#### ЧТО НУЖНО СДЕЛАТЬ
Ответьте по фрагменту о Елене Ильзен на три вопроса.
(а) Что, согласно тексту, люди тех времен привыкали не афишировать без необходимости?
(б) Где находилась квартира Елены Ильзен, в которой Галич давал концерты?
(в) Кем был муж Елены Ильзен Жорж (Георгий Львович) Грин и с какой целью он приехал в СССР?

#### ФРАГМЕНТ ТЕКСТА

Не преувеличиваем ли мы значение их знакомства? Почему такой лаконизм? Кто жил в те времена, такого вопроса не задал бы. Люди тогда привыкали не афишировать своих дружеских связей без необходимости. Ахматова тоже, конечно, этого избегала. Но когда подобные предосторожности стали излишними, в печати появились мемуары, дневниковые записи, свидетельствующие о не столь уж редких встречах Ахматовой и Ильзен.
Оригинальное творчество Елены Ильзен, та воистину бесценная поддержка, которую она оказывала многим опальным литераторам, ее огромная роль в распространении «самиздата» пока едва-едва известны. Но мне верится, что в истории русской словесности, где при всех подспудных ужасах XX века тайное в конце концов становится явным, Елена Ильзен-Грин со временем займет свое настоящее и очень значительное место. С конца 50-х, после возвращения из лагерей, ее дом, ее личность и личность ее мужа Жоржа (Георгия Львовича) Грина – американца, юношей приехавшего с семьей строить коммунизм в СССР и, как водится, «загремевшего» в лагеря, – становятся центром притяжения. Под их кровом происходят встречи людей творческих, не отрекшихся от внутренней свободы, от потребности выражать свои мысли в слове. В ее памятной для многих квартире в одном из знаменитых писательских домов возле метро «Аэропорт» Галич дает концерты «для узкого круга без стукачей», здесь находят приют и понимание правозащитники Александр Гинзбург, Вера Лашкова, Владимир Буковский, да, наконец, множество интеллигентных, теперь уже мало кому известных людей, бывших лагерников и диссидентов.

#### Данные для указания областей
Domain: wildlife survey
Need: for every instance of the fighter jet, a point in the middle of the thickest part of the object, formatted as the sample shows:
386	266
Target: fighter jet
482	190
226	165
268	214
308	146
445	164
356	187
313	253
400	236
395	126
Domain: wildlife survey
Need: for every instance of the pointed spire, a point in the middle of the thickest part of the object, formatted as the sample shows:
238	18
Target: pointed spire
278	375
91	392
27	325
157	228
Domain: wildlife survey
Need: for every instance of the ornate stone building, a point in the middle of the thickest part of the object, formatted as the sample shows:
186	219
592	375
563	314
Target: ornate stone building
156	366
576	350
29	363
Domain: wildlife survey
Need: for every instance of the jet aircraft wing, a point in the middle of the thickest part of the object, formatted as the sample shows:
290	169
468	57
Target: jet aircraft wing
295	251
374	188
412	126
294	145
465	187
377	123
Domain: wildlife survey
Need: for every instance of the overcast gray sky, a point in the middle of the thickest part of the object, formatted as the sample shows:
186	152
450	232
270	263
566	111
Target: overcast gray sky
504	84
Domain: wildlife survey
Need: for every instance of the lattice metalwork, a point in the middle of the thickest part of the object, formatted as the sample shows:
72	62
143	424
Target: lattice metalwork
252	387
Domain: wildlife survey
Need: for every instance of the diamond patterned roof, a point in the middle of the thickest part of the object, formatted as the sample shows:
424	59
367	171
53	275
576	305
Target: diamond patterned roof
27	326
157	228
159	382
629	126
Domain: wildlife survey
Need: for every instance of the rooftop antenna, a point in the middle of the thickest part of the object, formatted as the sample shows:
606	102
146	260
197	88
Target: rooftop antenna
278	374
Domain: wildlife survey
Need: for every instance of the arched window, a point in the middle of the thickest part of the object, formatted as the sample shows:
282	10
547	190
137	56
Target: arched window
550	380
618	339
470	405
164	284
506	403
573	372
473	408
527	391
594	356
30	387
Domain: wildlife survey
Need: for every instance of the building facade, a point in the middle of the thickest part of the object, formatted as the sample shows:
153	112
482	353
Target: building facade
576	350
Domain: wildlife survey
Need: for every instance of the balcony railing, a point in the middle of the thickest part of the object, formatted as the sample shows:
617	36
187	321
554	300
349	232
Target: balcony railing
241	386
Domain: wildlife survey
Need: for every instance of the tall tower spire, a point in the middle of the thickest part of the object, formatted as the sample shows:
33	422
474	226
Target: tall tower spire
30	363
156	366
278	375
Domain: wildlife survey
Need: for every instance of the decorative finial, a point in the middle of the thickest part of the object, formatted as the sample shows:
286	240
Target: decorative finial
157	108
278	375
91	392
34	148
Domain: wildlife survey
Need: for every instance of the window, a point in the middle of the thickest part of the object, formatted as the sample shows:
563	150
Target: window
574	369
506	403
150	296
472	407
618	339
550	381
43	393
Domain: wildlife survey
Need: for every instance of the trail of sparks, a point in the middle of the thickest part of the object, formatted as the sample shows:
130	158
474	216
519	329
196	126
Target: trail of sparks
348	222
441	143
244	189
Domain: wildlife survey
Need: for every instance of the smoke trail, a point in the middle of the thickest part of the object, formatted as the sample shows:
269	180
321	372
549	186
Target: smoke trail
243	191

#### РЕШЕНИЕ ЗАДАНИЯ
(а) Свои дружеские связи.
(б) В одном из знаменитых писательских домов возле метро «Аэропорт».
(в) Он был американцем и юношей приехал с семьей строить коммунизм в СССР.